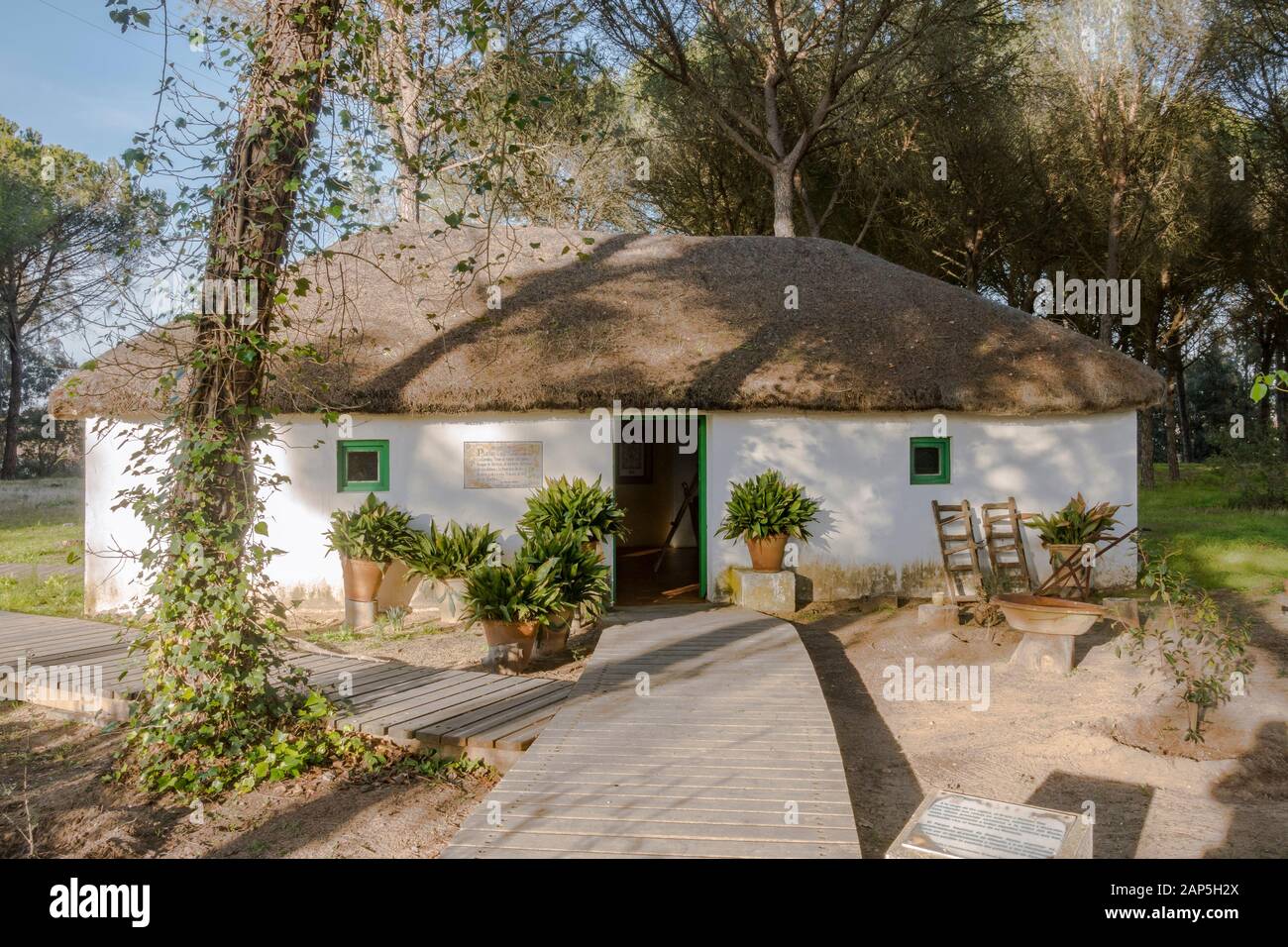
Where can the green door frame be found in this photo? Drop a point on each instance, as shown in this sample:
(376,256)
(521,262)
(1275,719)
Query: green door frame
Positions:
(702,512)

-*-*-

WHAT YOU NEED TO DO.
Copy the records above word for word, leaving out the pictures.

CORRECT RESPONSE.
Where can the green door frame be found in this photo? Drop a point on each instance, as shown in this sample:
(376,256)
(521,262)
(1275,719)
Query: green door frame
Positions:
(702,512)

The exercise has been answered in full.